» Source information:
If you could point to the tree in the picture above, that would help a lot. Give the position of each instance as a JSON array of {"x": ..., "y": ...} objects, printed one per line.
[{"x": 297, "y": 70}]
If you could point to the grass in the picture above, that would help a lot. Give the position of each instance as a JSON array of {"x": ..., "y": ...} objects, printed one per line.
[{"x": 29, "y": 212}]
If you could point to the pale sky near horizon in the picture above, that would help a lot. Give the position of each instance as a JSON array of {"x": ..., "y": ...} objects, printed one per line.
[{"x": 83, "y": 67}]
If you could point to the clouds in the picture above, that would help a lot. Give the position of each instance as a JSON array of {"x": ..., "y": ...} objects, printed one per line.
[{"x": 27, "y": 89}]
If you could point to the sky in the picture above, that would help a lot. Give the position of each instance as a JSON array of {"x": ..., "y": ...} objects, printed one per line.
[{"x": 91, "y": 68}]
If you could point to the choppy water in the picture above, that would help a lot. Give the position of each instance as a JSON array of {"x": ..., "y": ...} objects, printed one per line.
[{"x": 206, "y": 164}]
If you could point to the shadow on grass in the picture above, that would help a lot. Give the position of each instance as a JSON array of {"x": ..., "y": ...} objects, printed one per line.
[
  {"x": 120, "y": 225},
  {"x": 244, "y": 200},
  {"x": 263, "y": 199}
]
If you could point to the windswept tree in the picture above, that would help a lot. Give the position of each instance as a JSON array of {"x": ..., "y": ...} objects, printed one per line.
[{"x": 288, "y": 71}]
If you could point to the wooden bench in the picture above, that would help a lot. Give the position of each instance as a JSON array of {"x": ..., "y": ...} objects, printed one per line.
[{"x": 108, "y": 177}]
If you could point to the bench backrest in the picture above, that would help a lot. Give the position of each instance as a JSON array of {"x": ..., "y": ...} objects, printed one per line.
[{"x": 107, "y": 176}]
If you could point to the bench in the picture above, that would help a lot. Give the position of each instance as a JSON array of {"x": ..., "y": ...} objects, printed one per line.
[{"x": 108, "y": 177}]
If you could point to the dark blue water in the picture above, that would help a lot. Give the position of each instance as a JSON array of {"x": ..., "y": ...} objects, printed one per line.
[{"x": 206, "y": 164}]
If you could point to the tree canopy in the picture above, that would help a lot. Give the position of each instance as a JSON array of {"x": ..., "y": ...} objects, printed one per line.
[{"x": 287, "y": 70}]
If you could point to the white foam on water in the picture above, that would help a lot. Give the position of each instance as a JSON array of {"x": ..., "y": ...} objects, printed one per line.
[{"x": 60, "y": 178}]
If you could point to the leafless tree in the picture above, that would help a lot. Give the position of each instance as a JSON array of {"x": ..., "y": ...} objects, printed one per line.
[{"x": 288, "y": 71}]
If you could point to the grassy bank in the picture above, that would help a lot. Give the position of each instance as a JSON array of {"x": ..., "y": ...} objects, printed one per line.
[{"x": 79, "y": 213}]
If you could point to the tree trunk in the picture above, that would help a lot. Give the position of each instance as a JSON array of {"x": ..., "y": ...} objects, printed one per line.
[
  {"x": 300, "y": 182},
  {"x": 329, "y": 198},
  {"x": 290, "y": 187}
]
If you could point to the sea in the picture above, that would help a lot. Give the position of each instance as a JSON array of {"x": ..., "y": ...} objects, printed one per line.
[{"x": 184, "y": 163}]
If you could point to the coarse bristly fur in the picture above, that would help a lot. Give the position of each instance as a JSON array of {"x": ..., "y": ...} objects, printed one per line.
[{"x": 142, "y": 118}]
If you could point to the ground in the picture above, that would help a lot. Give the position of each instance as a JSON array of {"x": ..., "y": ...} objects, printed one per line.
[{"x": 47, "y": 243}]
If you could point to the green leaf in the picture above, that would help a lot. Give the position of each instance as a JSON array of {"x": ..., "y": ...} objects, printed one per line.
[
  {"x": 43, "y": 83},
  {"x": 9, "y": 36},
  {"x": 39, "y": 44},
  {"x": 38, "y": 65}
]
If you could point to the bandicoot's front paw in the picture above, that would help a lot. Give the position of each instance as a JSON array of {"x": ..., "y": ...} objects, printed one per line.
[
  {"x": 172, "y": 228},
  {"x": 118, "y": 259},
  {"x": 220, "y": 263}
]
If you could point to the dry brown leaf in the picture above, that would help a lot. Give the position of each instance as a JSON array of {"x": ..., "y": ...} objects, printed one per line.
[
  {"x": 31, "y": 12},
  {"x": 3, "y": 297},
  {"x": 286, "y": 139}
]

» Exercise goal: Repeat the entries shown above, every one, word for word.

» Task output:
If you could point to the tree in the picture above, that would help a lot. Give the position of each instance as a JSON array of {"x": ..., "y": ...} objects, printed one per line.
[{"x": 297, "y": 70}]
If you could point to the grass in the picture above, that would help a lot. Give the position of each instance as a JSON array of {"x": ..., "y": ...} objects, printed one per line.
[{"x": 29, "y": 212}]
If you could point to the pale sky near horizon in the picture above, that would help a lot. Give the position of each instance as a JSON array of {"x": ..., "y": ...} objects, printed one per line.
[{"x": 83, "y": 67}]
If you could point to the clouds in the picture above, that would help a lot. Give the position of each instance as a JSON array of {"x": ..., "y": ...} objects, printed one per line.
[{"x": 27, "y": 89}]
If you could point to the sky in the picture above, that would help a lot. Give the position of each instance as a JSON array of {"x": ..., "y": ...} objects, printed one per line.
[{"x": 91, "y": 68}]
If you could point to the choppy water in the picture above, that would help a lot. Give the position of each instance as a JSON array of {"x": ..., "y": ...} objects, printed one per line.
[{"x": 206, "y": 164}]
If you could point to the shadow on grass in the picture above, that would help a lot. Give the position of each instance as a JSON array of {"x": ..., "y": ...} objects, printed one per line.
[
  {"x": 120, "y": 225},
  {"x": 244, "y": 200},
  {"x": 263, "y": 199}
]
If you could point to the windswept tree in the picture above, that would help a lot. Give the position of each instance as a JSON array of {"x": ..., "y": ...} objects, printed one per line.
[{"x": 288, "y": 71}]
If you could point to the wooden bench in the picture above, that would help a lot. Give the position of each instance as a JSON array of {"x": ..., "y": ...} objects, printed one per line.
[{"x": 108, "y": 177}]
If you could point to the bench backrest in the picture above, that would help a lot. Give the position of each instance as a JSON array of {"x": ..., "y": ...} objects, printed one per line.
[{"x": 107, "y": 176}]
If you could point to the bench in the picture above, that would help a lot. Give the position of each instance as a JSON array of {"x": ..., "y": ...} objects, printed one per line.
[{"x": 108, "y": 177}]
If you could point to the dark blue water in the picture above, that would help a lot. Give the position of each instance as a JSON array of {"x": ..., "y": ...} objects, printed one per line.
[{"x": 206, "y": 164}]
If you could point to the tree canopy in the picture above, that would help a lot. Give the position of each instance as a JSON array of {"x": ..., "y": ...} objects, printed one per line.
[{"x": 287, "y": 70}]
If you could point to the white foam on water in the picture above, that would help a lot. Give the position of each instance as a JSON array of {"x": ..., "y": ...} objects, printed one per line.
[{"x": 60, "y": 178}]
If you could point to the leafless tree in the picture above, that would help a lot. Give the position of each instance as a JSON array of {"x": ..., "y": ...} objects, printed one per line.
[{"x": 288, "y": 71}]
If you could point to the grassy bank in the picture above, that would help a lot. Give the position of each instance as a JSON array of {"x": ..., "y": ...} objects, printed one per line.
[{"x": 79, "y": 213}]
If you could point to the tree trunk in the picture above, that would help a lot. Give the position of each instance as a JSON array of {"x": ..., "y": ...} objects, printed one per line.
[
  {"x": 300, "y": 182},
  {"x": 329, "y": 198},
  {"x": 290, "y": 187}
]
If you could point to the sea in the picture above, that would help a lot. Give the position of each instance as a JSON array of {"x": ..., "y": ...} objects, printed one per line.
[{"x": 184, "y": 163}]
If you could point to the coarse bristly fur in the picture above, that would help a lot. Give the position of each instance as a JSON array of {"x": ..., "y": ...} objects, printed one per line.
[{"x": 142, "y": 118}]
If you could point to the ground in the picture above, that would help a lot. Give the position of each instance as a JSON array of {"x": ..., "y": ...} objects, printed one per line.
[{"x": 47, "y": 243}]
If you could point to the green leaf in the picture above, that would help a lot. Give the position of each instance as a JSON array of {"x": ..., "y": ...} objects, printed one per line.
[
  {"x": 43, "y": 83},
  {"x": 9, "y": 36},
  {"x": 39, "y": 44},
  {"x": 38, "y": 65}
]
If you could point to the bandicoot's front paw in the picture above, that would help a lot. Give the position of each instance as a JSON array of {"x": ..., "y": ...} objects, printed one per line.
[
  {"x": 172, "y": 228},
  {"x": 118, "y": 259},
  {"x": 220, "y": 263}
]
If you could point to the dry brown leaf in the picture above, that would help a lot. Give the position of each instance as a JSON array of {"x": ..., "y": ...} objects, printed one per line.
[
  {"x": 31, "y": 12},
  {"x": 3, "y": 297},
  {"x": 286, "y": 139}
]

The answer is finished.